Entries supplied —
* * *
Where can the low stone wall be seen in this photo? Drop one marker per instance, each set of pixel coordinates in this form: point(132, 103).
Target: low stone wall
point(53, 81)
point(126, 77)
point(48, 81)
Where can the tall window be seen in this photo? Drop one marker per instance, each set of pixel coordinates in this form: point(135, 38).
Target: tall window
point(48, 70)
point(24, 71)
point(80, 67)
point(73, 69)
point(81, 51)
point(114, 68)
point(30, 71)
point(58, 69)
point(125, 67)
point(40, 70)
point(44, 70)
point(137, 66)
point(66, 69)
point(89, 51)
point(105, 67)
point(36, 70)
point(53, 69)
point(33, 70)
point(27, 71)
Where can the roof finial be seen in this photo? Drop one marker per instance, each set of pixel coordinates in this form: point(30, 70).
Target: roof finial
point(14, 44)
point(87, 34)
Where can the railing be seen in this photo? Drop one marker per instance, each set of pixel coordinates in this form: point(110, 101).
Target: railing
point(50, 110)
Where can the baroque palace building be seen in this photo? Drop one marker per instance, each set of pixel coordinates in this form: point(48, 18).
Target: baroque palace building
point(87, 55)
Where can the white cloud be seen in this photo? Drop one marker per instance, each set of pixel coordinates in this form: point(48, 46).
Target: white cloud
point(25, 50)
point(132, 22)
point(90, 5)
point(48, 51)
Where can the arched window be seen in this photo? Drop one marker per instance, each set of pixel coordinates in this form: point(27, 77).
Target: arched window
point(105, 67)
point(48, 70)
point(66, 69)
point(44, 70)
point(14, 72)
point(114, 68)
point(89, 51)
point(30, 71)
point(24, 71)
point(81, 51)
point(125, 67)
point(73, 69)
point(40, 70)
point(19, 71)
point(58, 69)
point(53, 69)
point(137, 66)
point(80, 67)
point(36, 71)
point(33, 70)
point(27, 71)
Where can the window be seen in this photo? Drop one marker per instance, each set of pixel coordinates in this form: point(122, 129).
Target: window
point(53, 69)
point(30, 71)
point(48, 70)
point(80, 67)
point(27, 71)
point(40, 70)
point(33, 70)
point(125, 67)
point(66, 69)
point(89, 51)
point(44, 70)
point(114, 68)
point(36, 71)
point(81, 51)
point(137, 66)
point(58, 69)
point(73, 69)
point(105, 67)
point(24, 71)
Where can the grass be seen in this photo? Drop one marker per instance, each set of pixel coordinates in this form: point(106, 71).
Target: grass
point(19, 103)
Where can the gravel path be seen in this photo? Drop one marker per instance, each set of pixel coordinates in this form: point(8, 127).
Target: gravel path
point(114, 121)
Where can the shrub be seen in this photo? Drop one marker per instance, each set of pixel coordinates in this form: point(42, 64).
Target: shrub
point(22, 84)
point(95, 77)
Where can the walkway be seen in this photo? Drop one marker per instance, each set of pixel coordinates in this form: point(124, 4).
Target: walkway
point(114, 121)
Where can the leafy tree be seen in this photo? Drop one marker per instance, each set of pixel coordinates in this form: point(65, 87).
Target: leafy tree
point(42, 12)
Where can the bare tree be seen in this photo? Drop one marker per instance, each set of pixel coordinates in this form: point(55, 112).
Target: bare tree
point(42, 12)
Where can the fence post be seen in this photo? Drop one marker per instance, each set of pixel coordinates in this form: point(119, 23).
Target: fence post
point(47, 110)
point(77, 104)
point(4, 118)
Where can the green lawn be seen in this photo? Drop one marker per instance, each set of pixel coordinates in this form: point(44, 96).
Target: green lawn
* * *
Task — Rewrite all of the entries, replacing "marker" with "pin" everywhere it occurs. Leave everything else unchanged.

Solution —
Where can the low stone wall be seen in this photo? Drop one pin per instance, each set of pixel coordinates in this form: point(132, 103).
Target: low stone wall
point(53, 81)
point(126, 77)
point(48, 81)
Where can the tall window be seen in this photo? Drop one pin per instance, each set of pixel coordinates in this form: point(135, 38).
Target: tall window
point(48, 70)
point(24, 71)
point(80, 67)
point(73, 69)
point(81, 51)
point(114, 68)
point(30, 71)
point(58, 69)
point(125, 67)
point(40, 70)
point(44, 70)
point(137, 66)
point(66, 69)
point(89, 51)
point(105, 67)
point(36, 70)
point(53, 69)
point(33, 70)
point(27, 71)
Where can the roof finial be seen in this photo? Drop one pin per instance, each set of pixel coordinates in this form: point(30, 70).
Target: roof finial
point(14, 44)
point(87, 34)
Where can the railing be seen in this photo? Drop one pin per instance, each set of pixel coordinates in this form: point(110, 101).
Target: railing
point(50, 110)
Where can the baroque palace building be seen in this photo? Drop one pin per instance, each set of pixel coordinates in this form: point(48, 18).
Target: baroque palace building
point(87, 55)
Where can the white cloud be seen in this photo? Drop one pin per instance, each set of pixel coordinates in this form: point(48, 46).
Target: white cloud
point(25, 50)
point(132, 22)
point(90, 5)
point(48, 51)
Where can the arched window be seen in this photo? Drop one pin per instance, each set of pixel coordinates in this form: point(27, 77).
Target: arched window
point(105, 67)
point(48, 70)
point(66, 69)
point(44, 70)
point(14, 72)
point(114, 68)
point(89, 51)
point(30, 71)
point(24, 71)
point(81, 51)
point(125, 67)
point(73, 69)
point(40, 70)
point(19, 71)
point(58, 69)
point(53, 69)
point(137, 66)
point(80, 67)
point(36, 71)
point(33, 70)
point(27, 71)
Where can the window be seen in this photo? Drop one pin per instance, each set of pixel coordinates in this form: point(122, 129).
Target: window
point(53, 69)
point(30, 71)
point(48, 70)
point(80, 67)
point(27, 71)
point(40, 70)
point(33, 70)
point(125, 67)
point(66, 69)
point(89, 51)
point(44, 70)
point(114, 68)
point(36, 71)
point(81, 51)
point(137, 66)
point(58, 69)
point(73, 69)
point(105, 67)
point(24, 71)
Where can the grass be seen in this photo? Drop one pin per instance, each set of pixel coordinates in this form: point(106, 71).
Target: grass
point(19, 103)
Where can the gravel path be seen in this photo? Drop one pin per instance, each set of pixel coordinates in this form: point(8, 127).
Target: gravel path
point(114, 121)
Where can the shrub be seen in this photo? Drop one pin per instance, each set of pixel coordinates in this form: point(42, 64).
Target: shrub
point(22, 84)
point(95, 77)
Where can the walkway be seen in this photo? Drop one pin per instance, each set of pixel coordinates in this form: point(124, 4).
Target: walkway
point(114, 121)
Where can the leafy tree be seen in this photo? Drop one pin per instance, each set of pixel coordinates in this form: point(65, 87).
Target: leafy tree
point(42, 12)
Where can the bare tree be seen in this photo? Drop one pin per instance, each set of pixel coordinates in this form: point(55, 112).
Target: bare tree
point(42, 12)
Where can the fence post be seen in this photo? Drop one pin per instance, each set of pixel coordinates in this form: point(119, 23).
Target: fence post
point(47, 110)
point(77, 104)
point(4, 118)
Where can the green lawn be seen in this photo? Drop one pin per instance, each set of pixel coordinates in this form: point(44, 96).
Target: green lawn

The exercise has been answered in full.